■ Consigne ■
Redimensionnez les enregistrements ci-dessous, s'il vous plaît : recopiez toutes leurs lignes, demandes comprises, en multipliant par 2,35 chaque coordonnée des réponses et en l'arrondissant à l'entier le plus proche, les demis vers le haut, sans modifier les demandes ni les modèles de format. Laissez les images hors de votre réponse.

═════ Les données ═════

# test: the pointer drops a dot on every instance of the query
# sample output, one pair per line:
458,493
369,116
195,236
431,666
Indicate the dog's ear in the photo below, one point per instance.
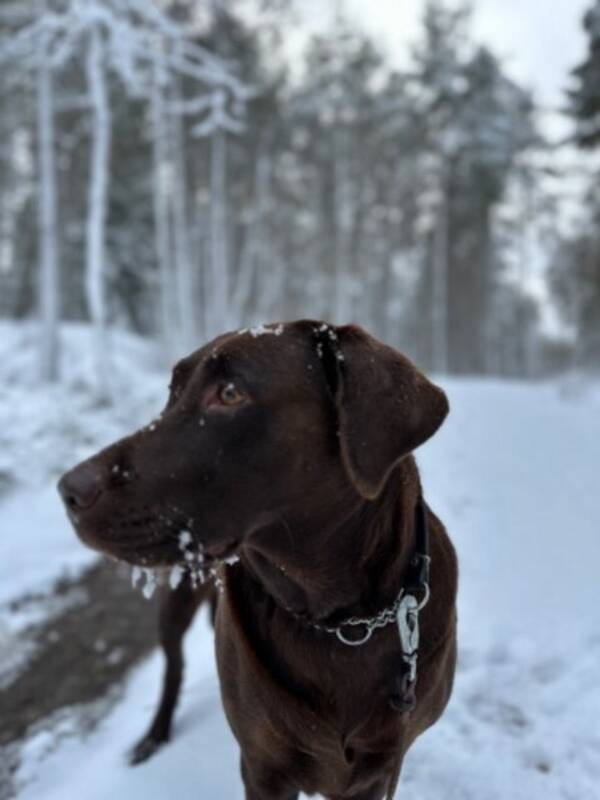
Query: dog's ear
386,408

═════

■ Réponse ■
# test: the pointer drops a dot on every instance of the query
# sample output, one pair per line:
458,493
369,116
195,236
431,666
Indicate the dog's ear in the photo below, one point per instance.
Query: dog's ear
907,959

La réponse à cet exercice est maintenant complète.